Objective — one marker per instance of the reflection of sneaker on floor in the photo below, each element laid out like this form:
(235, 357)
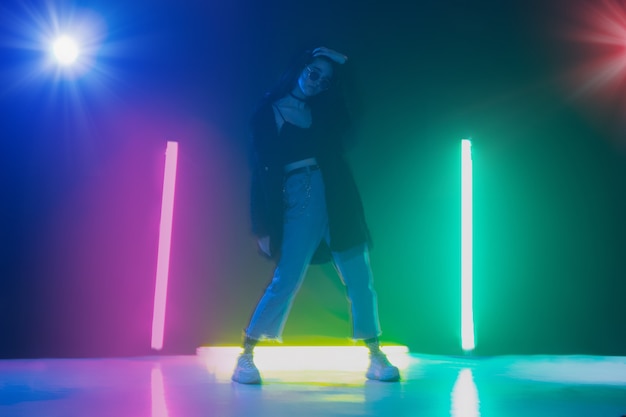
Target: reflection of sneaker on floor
(246, 371)
(381, 370)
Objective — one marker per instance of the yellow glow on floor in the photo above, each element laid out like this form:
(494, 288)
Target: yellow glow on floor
(221, 360)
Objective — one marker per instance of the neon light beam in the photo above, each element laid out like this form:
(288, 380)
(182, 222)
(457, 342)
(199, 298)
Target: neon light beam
(467, 308)
(165, 241)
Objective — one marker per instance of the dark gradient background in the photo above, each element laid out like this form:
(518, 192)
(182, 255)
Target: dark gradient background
(81, 166)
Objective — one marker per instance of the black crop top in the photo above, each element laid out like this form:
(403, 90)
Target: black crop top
(298, 143)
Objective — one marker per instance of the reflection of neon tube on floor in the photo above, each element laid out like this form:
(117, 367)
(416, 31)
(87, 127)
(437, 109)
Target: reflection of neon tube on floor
(165, 239)
(465, 402)
(159, 406)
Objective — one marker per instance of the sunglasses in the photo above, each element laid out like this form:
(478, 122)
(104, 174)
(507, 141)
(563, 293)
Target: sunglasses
(316, 76)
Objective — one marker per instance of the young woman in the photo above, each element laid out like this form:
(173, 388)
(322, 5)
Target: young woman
(305, 206)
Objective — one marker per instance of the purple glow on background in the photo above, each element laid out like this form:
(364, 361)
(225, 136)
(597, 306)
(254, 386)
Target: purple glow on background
(165, 242)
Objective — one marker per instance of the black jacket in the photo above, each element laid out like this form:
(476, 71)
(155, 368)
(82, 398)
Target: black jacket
(345, 211)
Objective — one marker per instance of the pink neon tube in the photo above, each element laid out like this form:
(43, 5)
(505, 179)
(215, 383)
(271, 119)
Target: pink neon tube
(165, 241)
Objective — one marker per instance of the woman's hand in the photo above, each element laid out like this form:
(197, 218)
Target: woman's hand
(338, 57)
(264, 245)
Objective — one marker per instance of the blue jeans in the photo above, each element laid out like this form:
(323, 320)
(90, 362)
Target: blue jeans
(305, 225)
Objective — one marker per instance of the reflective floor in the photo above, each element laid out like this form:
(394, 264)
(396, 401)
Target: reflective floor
(187, 386)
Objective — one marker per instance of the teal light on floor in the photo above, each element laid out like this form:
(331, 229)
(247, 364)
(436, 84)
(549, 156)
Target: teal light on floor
(467, 308)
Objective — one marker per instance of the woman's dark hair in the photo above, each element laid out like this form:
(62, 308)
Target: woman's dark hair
(291, 75)
(329, 106)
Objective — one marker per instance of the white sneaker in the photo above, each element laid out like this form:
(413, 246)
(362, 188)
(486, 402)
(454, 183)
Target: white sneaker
(381, 370)
(246, 371)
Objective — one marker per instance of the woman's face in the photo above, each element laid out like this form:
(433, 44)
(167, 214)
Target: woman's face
(315, 77)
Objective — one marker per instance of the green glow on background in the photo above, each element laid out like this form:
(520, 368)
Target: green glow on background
(467, 313)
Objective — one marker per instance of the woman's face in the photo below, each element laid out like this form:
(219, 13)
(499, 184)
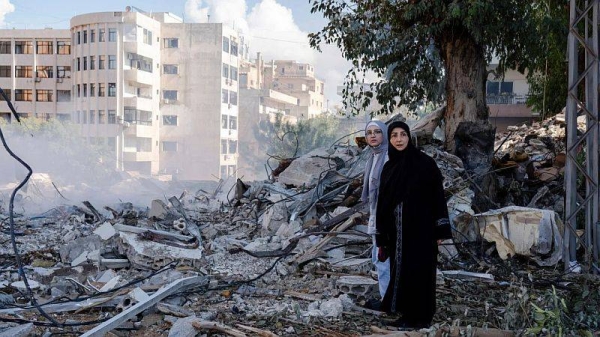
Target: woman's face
(374, 135)
(399, 139)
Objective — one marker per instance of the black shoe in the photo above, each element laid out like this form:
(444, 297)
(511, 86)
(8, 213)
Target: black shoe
(404, 325)
(373, 304)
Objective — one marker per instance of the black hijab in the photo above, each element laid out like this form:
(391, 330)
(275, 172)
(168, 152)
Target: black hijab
(396, 175)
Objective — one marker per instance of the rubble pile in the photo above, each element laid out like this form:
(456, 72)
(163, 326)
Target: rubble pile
(286, 257)
(530, 161)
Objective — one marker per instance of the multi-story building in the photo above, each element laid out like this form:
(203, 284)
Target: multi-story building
(506, 96)
(35, 72)
(297, 80)
(160, 92)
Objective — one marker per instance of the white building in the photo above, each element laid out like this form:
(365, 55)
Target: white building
(160, 92)
(35, 72)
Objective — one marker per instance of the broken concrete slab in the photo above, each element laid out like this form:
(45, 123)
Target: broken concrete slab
(154, 255)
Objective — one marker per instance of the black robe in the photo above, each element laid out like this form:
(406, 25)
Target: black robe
(412, 204)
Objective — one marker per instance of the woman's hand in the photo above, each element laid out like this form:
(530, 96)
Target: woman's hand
(381, 254)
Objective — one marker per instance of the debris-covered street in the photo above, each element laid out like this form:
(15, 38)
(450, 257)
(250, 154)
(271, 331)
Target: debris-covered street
(290, 256)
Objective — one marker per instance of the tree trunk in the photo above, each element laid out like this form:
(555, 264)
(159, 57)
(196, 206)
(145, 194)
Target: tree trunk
(469, 134)
(464, 63)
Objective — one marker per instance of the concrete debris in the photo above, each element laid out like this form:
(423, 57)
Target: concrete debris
(273, 257)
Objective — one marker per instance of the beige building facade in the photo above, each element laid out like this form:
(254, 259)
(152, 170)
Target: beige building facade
(159, 93)
(35, 72)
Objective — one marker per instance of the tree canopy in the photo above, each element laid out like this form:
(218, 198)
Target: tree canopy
(402, 41)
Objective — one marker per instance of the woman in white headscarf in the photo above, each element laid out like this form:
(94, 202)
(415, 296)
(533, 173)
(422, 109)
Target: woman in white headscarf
(377, 139)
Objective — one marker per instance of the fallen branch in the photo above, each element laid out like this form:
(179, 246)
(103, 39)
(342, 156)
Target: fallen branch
(218, 327)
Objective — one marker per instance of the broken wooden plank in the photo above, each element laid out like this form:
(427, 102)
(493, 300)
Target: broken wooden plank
(191, 226)
(99, 217)
(116, 321)
(140, 230)
(313, 251)
(69, 306)
(219, 327)
(259, 332)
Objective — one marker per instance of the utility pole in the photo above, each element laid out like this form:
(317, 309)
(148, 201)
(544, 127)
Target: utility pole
(581, 171)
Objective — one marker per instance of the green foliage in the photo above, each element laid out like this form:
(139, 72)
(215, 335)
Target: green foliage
(548, 86)
(550, 319)
(286, 140)
(54, 147)
(407, 43)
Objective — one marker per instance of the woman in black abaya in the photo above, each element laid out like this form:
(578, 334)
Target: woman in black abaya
(412, 218)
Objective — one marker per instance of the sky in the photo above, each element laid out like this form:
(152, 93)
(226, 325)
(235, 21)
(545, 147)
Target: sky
(276, 28)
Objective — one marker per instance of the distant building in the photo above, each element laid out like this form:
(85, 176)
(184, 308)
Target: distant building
(506, 96)
(35, 72)
(160, 93)
(286, 89)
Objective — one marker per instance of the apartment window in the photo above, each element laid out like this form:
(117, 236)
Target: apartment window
(223, 146)
(23, 47)
(169, 120)
(25, 95)
(112, 89)
(63, 47)
(226, 44)
(233, 71)
(24, 71)
(232, 146)
(44, 72)
(101, 117)
(499, 88)
(232, 123)
(63, 95)
(171, 42)
(170, 95)
(44, 47)
(225, 70)
(112, 35)
(147, 36)
(140, 62)
(111, 142)
(5, 71)
(43, 95)
(112, 62)
(7, 92)
(63, 72)
(224, 124)
(112, 117)
(5, 47)
(233, 48)
(170, 69)
(224, 96)
(169, 146)
(233, 98)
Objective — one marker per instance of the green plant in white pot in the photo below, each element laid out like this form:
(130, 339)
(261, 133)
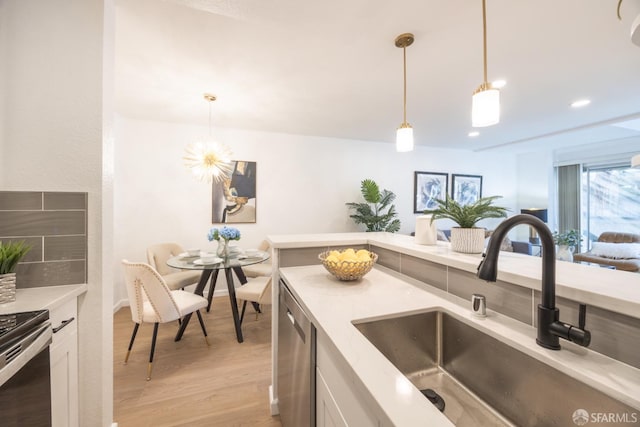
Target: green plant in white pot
(10, 255)
(467, 238)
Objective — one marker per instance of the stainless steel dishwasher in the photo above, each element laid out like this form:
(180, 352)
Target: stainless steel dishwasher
(296, 363)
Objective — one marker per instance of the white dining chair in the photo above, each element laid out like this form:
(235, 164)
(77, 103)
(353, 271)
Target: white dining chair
(157, 256)
(257, 290)
(151, 301)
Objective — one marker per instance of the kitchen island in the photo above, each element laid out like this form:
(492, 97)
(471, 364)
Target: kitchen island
(368, 381)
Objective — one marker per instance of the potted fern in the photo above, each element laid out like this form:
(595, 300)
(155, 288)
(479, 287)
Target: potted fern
(10, 255)
(372, 213)
(467, 238)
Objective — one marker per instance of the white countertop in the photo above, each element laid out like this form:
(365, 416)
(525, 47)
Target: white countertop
(613, 290)
(46, 297)
(333, 305)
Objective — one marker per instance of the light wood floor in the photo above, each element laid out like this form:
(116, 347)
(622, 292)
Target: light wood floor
(226, 384)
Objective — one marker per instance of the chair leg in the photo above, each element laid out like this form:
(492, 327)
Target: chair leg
(256, 307)
(204, 330)
(153, 349)
(133, 338)
(244, 307)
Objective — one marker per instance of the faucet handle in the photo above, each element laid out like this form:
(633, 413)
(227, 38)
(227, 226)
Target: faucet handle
(478, 305)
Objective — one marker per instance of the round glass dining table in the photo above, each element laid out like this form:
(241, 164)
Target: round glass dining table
(230, 264)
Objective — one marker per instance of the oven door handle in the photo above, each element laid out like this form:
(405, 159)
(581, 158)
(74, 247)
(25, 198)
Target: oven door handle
(20, 352)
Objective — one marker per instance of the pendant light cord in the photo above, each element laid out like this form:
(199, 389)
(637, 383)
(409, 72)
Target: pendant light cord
(484, 38)
(209, 119)
(404, 106)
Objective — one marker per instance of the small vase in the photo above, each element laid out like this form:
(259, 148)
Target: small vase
(565, 253)
(467, 240)
(223, 249)
(7, 287)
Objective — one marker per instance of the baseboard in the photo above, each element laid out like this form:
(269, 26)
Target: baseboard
(273, 402)
(122, 303)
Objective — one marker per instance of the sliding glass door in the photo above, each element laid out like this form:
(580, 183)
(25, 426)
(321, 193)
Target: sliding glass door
(610, 200)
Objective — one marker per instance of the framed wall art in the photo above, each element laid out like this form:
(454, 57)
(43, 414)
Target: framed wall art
(466, 189)
(427, 187)
(234, 198)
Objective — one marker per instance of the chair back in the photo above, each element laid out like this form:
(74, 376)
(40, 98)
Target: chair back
(265, 296)
(157, 256)
(142, 280)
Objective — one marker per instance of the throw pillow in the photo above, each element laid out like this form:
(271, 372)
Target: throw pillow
(616, 250)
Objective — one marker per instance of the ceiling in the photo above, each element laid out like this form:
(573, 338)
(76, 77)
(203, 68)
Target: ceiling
(330, 68)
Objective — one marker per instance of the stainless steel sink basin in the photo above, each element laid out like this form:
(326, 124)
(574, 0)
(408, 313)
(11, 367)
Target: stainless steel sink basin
(483, 381)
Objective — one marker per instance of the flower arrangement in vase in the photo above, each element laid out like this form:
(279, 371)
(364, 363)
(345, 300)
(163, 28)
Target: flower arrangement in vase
(223, 235)
(10, 255)
(467, 238)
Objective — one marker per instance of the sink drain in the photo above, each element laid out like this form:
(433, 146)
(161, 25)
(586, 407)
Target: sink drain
(434, 398)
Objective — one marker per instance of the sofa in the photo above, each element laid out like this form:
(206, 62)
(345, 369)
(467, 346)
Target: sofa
(619, 250)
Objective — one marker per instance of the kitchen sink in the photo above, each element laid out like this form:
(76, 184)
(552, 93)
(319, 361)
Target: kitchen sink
(482, 381)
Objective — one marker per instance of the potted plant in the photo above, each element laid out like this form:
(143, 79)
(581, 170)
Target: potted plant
(567, 242)
(372, 212)
(467, 238)
(10, 255)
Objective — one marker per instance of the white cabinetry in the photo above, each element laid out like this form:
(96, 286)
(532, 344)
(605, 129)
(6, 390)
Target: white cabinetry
(340, 400)
(64, 364)
(327, 411)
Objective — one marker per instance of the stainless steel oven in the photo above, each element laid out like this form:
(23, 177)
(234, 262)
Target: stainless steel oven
(25, 381)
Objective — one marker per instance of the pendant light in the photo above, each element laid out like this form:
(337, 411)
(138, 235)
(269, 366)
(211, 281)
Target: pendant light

**Aim:** Return exactly the lines from the one containing "Objective — one marker per instance of the chair back" through the last line of the records above, both included, and nothing else.

**Solution for this problem:**
Objective — one marker per instance of the chair back in the photo above, each element laid out like this form:
(74, 376)
(40, 98)
Target: chair back
(265, 296)
(157, 256)
(142, 280)
Objective — one marker per instance of the throw pillow in the photo above, each element laid out like this form:
(271, 372)
Target: throw pillow
(616, 250)
Objective — one marker per instance of the ceiling in the photo above, each element laid out like this form:
(573, 338)
(76, 77)
(203, 68)
Target: ceiling
(330, 68)
Objective — one marker per instance of the stainless steel sink basin in the photo above, each element laid out like this form:
(326, 124)
(574, 0)
(408, 313)
(11, 367)
Target: stainless steel sink basin
(483, 381)
Objective — one marker per instance of the flower arrangement in vase in the photo above, each element laid out like this form:
(279, 371)
(364, 363)
(345, 300)
(163, 28)
Target: flower arrangement in vase
(223, 235)
(10, 255)
(467, 238)
Objective — one marker per instance of the sink drain in the photo above, each element laid out like this form:
(433, 146)
(161, 25)
(586, 407)
Target: sink drain
(434, 398)
Objective — one marker per instance of the sofa in the photo above, each element laid out like this form:
(206, 62)
(345, 369)
(467, 346)
Target: sofa
(619, 250)
Objective — one marker per instance of the kitchen sink in the photo above, each element laid out like this form:
(76, 184)
(552, 93)
(319, 361)
Target: kitchen sink
(482, 381)
Objective — one marker per instance of the potted plant in the photo above, each element laid out like this form:
(143, 79)
(581, 170)
Target: potted plant
(567, 242)
(372, 212)
(467, 238)
(10, 255)
Objective — one marker per instance of the white cabinetry in the photo above, each element laid out like this form:
(96, 286)
(532, 344)
(605, 129)
(6, 390)
Target: white cabinetry
(340, 400)
(64, 364)
(327, 411)
Objective — one marker per instance of the stainless steel oven in the photo above, each element laid out like this form:
(23, 177)
(234, 262)
Target: stainless steel oven
(25, 381)
Objective — one marker per instance of the pendant light in the photo above, each element laid out like this form:
(337, 411)
(138, 235)
(269, 366)
(211, 281)
Target: pendant light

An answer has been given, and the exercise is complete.